Render the rows below as a numbered list, skipping blank lines and leaving out the pictures.

─── RECORDS FOR THE TASK

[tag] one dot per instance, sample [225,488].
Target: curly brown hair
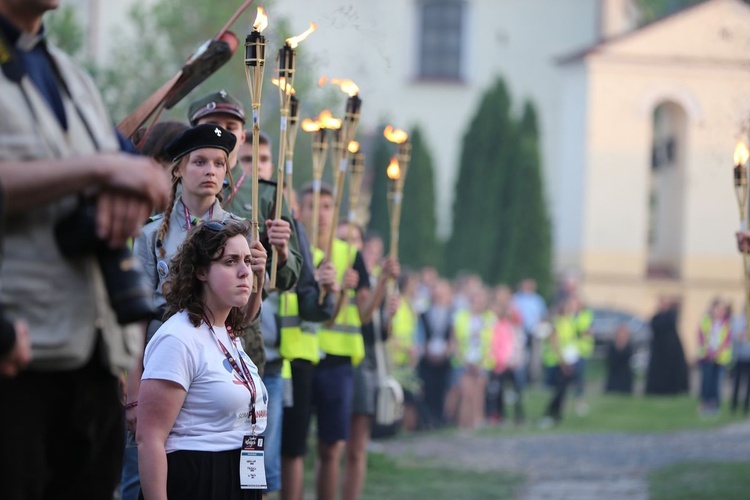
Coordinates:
[203,246]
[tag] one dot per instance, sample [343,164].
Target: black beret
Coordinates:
[198,137]
[217,103]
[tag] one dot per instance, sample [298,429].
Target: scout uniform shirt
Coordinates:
[147,247]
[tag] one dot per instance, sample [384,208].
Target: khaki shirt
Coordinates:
[241,203]
[148,249]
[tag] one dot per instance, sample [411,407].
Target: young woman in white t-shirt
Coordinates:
[200,394]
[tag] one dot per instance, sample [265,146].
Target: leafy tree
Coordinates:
[65,30]
[479,208]
[501,227]
[418,242]
[651,10]
[530,240]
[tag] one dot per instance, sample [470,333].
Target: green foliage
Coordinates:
[418,243]
[479,205]
[529,238]
[501,227]
[652,10]
[65,30]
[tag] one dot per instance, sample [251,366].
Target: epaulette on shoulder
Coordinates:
[155,218]
[232,216]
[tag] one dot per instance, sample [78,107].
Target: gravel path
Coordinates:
[581,466]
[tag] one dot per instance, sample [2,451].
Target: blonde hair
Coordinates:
[178,164]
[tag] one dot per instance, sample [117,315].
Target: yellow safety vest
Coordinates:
[725,356]
[586,343]
[344,337]
[462,328]
[297,343]
[404,329]
[567,335]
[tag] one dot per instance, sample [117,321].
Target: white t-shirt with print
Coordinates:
[216,412]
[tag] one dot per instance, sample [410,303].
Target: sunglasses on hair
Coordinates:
[215,225]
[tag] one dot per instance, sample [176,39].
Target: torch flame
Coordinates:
[741,154]
[261,20]
[281,82]
[393,171]
[326,120]
[295,40]
[346,86]
[395,135]
[310,126]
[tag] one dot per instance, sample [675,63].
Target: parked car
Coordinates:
[605,325]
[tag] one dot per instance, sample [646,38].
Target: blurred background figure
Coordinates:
[473,330]
[741,355]
[561,356]
[532,308]
[714,354]
[619,354]
[584,317]
[437,342]
[428,278]
[667,369]
[154,144]
[508,360]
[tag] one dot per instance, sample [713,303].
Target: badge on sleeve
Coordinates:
[162,268]
[252,468]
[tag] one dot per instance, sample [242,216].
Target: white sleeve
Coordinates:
[168,358]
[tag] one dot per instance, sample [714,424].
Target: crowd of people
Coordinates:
[181,338]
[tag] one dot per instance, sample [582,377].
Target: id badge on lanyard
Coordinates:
[252,468]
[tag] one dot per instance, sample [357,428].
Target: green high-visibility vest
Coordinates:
[344,337]
[296,342]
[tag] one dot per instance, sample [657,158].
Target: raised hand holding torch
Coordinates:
[396,173]
[285,82]
[255,60]
[741,155]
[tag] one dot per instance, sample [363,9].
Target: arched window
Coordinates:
[666,197]
[441,39]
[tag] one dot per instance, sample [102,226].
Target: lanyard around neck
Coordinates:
[243,372]
[237,187]
[188,220]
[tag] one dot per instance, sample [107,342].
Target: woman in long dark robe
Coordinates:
[667,368]
[619,373]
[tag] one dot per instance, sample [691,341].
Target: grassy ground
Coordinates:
[614,413]
[726,480]
[407,479]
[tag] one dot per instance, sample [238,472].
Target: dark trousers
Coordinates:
[501,385]
[61,434]
[562,382]
[711,377]
[741,372]
[435,379]
[205,475]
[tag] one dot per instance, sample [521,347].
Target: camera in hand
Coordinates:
[123,275]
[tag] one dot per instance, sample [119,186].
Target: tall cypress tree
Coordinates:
[529,240]
[377,164]
[479,207]
[418,243]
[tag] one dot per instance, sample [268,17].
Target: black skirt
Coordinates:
[206,475]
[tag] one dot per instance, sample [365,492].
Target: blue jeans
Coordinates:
[130,484]
[275,387]
[711,376]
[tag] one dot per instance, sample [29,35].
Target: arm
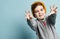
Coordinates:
[52,16]
[32,23]
[51,19]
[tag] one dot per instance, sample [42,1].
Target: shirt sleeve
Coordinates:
[32,23]
[51,19]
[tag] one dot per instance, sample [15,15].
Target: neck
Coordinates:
[41,19]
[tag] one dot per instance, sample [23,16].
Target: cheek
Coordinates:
[36,15]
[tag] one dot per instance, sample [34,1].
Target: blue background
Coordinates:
[13,24]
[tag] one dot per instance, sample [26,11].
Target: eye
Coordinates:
[41,9]
[36,11]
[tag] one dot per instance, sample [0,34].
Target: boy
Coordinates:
[44,27]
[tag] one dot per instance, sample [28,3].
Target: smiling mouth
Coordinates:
[40,15]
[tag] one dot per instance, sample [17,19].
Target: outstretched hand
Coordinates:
[28,16]
[53,9]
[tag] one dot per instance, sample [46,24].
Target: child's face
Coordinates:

──────

- EXERCISE RESULT
1. [tag] one dot per instance, sample [225,488].
2. Target: curly brown hair
3. Coordinates:
4. [203,246]
5. [tag] one dot per instance, sample [343,164].
6. Target: black beret
7. Coordinates:
8. [198,137]
9. [217,103]
10. [tag] one dot per instance, sample [298,429].
11. Target: scout uniform shirt
12. Coordinates:
13. [147,247]
14. [tag] one dot per instance, sample [384,208].
15. Target: khaki shirt
16. Coordinates:
17. [241,203]
18. [148,249]
19. [tag] one dot per instance, sample [411,407].
20. Target: young woman in white t-shirt
21. Coordinates:
22. [200,394]
23. [tag] one dot per instance, sample [265,146].
24. Target: leafy tree
25. Coordinates:
26. [65,30]
27. [479,208]
28. [501,227]
29. [418,242]
30. [651,10]
31. [530,240]
32. [tag] one dot per instance, sample [470,333].
33. Target: green foliage
34. Coordinates:
35. [418,243]
36. [479,205]
37. [529,238]
38. [501,227]
39. [652,10]
40. [65,30]
41. [tag] one dot per instance, sample [251,366].
42. Target: epaulette on shoulder
43. Coordinates:
44. [155,218]
45. [232,216]
46. [tag] one dot per instance, sample [78,107].
47. Target: gravel path
48. Coordinates:
49. [581,466]
50. [tag] one dot per instance, sample [2,451].
51. Target: blonde hair
52. Coordinates:
53. [178,164]
54. [tag] one dot per instance, sample [117,315].
55. Target: yellow safety vest
56. Coordinates:
57. [725,356]
58. [586,343]
59. [344,337]
60. [462,328]
61. [297,343]
62. [404,329]
63. [567,335]
64. [tag] one dot per instance, sample [117,321].
65. Target: white t-shirt with print
66. Coordinates:
67. [216,412]
68. [tag] one dot per instance, sample [410,303].
69. Target: sunglasses on hair
70. Coordinates:
71. [215,225]
72. [tag] one dot per instance, sample [176,39].
73. Target: torch flame
74. Coordinates:
75. [741,154]
76. [261,20]
77. [281,82]
78. [393,171]
79. [326,120]
80. [295,40]
81. [346,86]
82. [395,135]
83. [310,126]
84. [tag] one dot per instance, sample [675,63].
85. Target: parked car
86. Coordinates:
87. [605,325]
88. [tag] one dot per instance, sample [646,38].
89. Target: blurred background figure
90. Coordinates:
91. [473,330]
92. [741,355]
93. [561,356]
94. [532,308]
95. [714,354]
96. [619,354]
97. [584,317]
98. [437,342]
99. [428,278]
100. [667,369]
101. [154,144]
102. [508,360]
103. [tag] one dot per instance, sample [713,303].
104. Target: badge on sleeve
105. Coordinates:
106. [162,268]
107. [252,468]
108. [tag] one dot per instance, sample [242,216].
109. Target: white sleeve
110. Coordinates:
111. [168,358]
112. [tag] one dot per instance, sample [714,424].
113. Target: crowd of people
114. Coordinates:
115. [181,338]
116. [tag] one dot per instance, sample [582,377].
117. Target: id badge on lanyard
118. Coordinates:
119. [252,468]
120. [tag] one dot per instance, sample [357,428].
121. Target: green high-visibility vest
122. Coordinates:
123. [344,337]
124. [296,342]
125. [tag] one dot per instance, sample [657,158].
126. Target: raised hand holding torch
127. Coordinates:
128. [396,173]
129. [285,82]
130. [255,60]
131. [741,155]
132. [tag] one dot per instance, sample [363,9].
133. Target: arched window
134. Coordinates:
135. [666,197]
136. [441,39]
137. [tag] one dot per instance, sample [102,226].
138. Target: lanyard around neck
139. Coordinates:
140. [243,372]
141. [237,187]
142. [188,220]
143. [tag] one dot per instance, sample [107,342].
144. Target: woman in long dark robe
145. Coordinates:
146. [667,368]
147. [619,373]
148. [tag] one dot per instance, sample [691,341].
149. Target: grassy ground
150. Coordinates:
151. [614,413]
152. [726,480]
153. [407,479]
154. [tag] one dot per instance, sample [238,472].
155. Target: dark trousers
156. Coordinates:
157. [501,385]
158. [61,434]
159. [562,382]
160. [711,377]
161. [741,372]
162. [435,379]
163. [205,475]
164. [tag] one dot per instance, sample [521,347].
165. Target: camera in hand
166. Coordinates:
167. [123,275]
168. [tag] one dot per instance, sample [119,186].
169. Target: tall cypress tree
170. Coordinates:
171. [529,240]
172. [377,164]
173. [479,207]
174. [418,243]
175. [tag] one dot per instance, sample [268,17].
176. Target: black skirt
177. Coordinates:
178. [206,475]
179. [tag] one dot per instance, sample [365,492].
180. Target: blue jeans
181. Coordinates:
182. [130,484]
183. [275,387]
184. [711,376]
185. [tag] one dot per instance, sample [29,35].
186. Target: arm
187. Coordinates:
188. [52,16]
189. [32,23]
190. [51,19]
191. [tag] one dot per instance, sample [42,1].
192. Target: shirt sleeve
193. Coordinates:
194. [32,23]
195. [51,19]
196. [tag] one dot per instance, sample [15,15].
197. Target: neck
198. Coordinates:
199. [41,19]
200. [tag] one dot per instance, sample [23,16].
201. Target: cheek
202. Coordinates:
203. [36,15]
204. [tag] one dot per instance, sample [34,1].
205. Target: blue background
206. Coordinates:
207. [13,24]
208. [tag] one dot per instance, sample [26,11].
209. Target: eye
210. Coordinates:
211. [41,9]
212. [36,11]
213. [tag] one dot per instance, sample [0,34].
214. Target: boy
215. Coordinates:
216. [44,27]
217. [tag] one dot per instance, sample [28,3].
218. Target: smiling mouth
219. Coordinates:
220. [40,15]
221. [tag] one dot per instance, sample [17,19].
222. Target: outstretched hand
223. Coordinates:
224. [28,16]
225. [53,9]
226. [tag] one dot per instance, sample [46,24].
227. Target: child's face
228. Coordinates:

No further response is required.